■ Task requirements: Make an exact copy of the lines from the one containing "Query: boy's face" through the end of the records below, and leave out every picture.

■ Data for review:
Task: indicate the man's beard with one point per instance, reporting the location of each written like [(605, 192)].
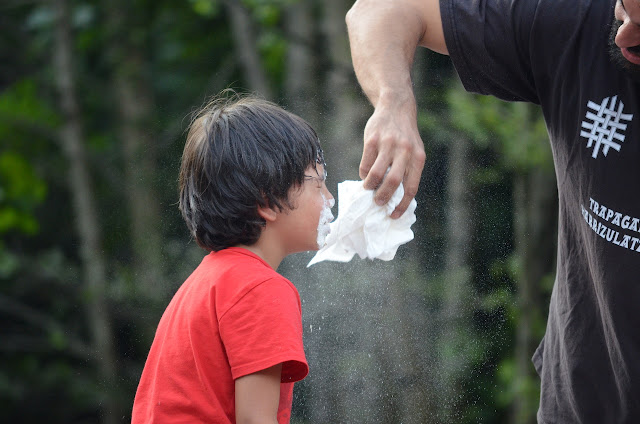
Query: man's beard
[(631, 69)]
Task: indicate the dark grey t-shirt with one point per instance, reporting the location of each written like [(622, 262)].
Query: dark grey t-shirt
[(554, 53)]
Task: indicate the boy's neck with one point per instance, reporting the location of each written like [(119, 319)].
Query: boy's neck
[(267, 253)]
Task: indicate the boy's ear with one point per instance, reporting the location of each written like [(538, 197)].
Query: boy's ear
[(267, 213)]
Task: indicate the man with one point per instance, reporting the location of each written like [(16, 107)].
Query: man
[(580, 61)]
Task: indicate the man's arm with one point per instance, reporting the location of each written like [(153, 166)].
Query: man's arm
[(258, 397), (383, 36)]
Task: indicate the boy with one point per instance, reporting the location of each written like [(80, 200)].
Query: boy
[(228, 347)]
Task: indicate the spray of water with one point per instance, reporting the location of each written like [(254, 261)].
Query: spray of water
[(325, 218)]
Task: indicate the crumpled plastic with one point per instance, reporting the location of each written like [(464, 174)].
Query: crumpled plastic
[(365, 228)]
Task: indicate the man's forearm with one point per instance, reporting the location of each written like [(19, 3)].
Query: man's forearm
[(383, 36)]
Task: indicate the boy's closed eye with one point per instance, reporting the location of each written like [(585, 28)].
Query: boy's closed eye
[(319, 179)]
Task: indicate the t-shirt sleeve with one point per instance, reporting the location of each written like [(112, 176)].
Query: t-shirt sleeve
[(264, 328), (510, 48)]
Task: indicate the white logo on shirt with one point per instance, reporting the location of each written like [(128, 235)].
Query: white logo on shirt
[(604, 126)]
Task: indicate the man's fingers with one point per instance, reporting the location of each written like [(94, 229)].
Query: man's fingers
[(369, 155), (390, 183), (411, 182)]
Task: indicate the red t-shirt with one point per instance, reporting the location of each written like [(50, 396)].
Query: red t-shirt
[(233, 316)]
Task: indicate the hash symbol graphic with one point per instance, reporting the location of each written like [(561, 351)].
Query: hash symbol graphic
[(603, 123)]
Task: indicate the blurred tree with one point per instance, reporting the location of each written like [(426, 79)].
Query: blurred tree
[(133, 104), (73, 142), (517, 133)]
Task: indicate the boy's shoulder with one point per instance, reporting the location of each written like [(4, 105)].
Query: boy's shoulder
[(228, 275)]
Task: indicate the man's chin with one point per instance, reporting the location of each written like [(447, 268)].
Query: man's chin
[(617, 56)]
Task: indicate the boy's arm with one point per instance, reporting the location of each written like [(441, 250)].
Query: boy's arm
[(258, 396)]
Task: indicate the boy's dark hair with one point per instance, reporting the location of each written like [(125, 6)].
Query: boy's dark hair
[(241, 152)]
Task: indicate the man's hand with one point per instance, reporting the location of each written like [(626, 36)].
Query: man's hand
[(392, 141), (383, 36)]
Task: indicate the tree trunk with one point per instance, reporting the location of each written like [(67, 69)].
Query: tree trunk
[(347, 108), (245, 41), (454, 315), (93, 262), (133, 101), (301, 89)]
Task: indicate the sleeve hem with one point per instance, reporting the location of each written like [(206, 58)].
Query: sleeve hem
[(294, 368), (455, 53)]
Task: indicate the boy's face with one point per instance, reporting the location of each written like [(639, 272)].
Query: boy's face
[(305, 226)]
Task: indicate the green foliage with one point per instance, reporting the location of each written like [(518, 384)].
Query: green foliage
[(20, 192), (516, 130)]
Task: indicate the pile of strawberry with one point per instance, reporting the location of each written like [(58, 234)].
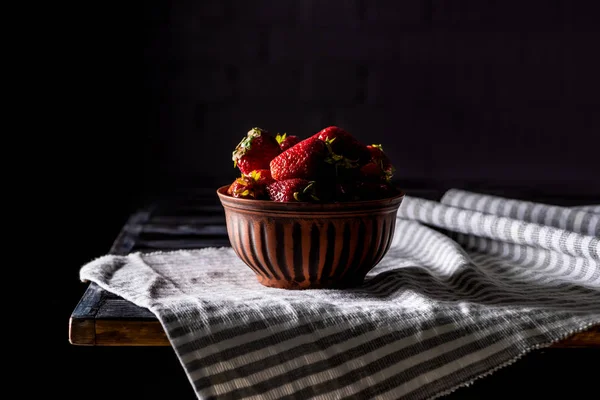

■ Response below:
Query: boy's face
[(305, 226)]
Task: indicate the green foliage with one point per instance, reporting the location of each written like [(518, 384)].
Query: green foliage
[(20, 192), (516, 130)]
Task: indicate the pile of strawberry with one point per instance, reporting the location of each written like [(58, 234)].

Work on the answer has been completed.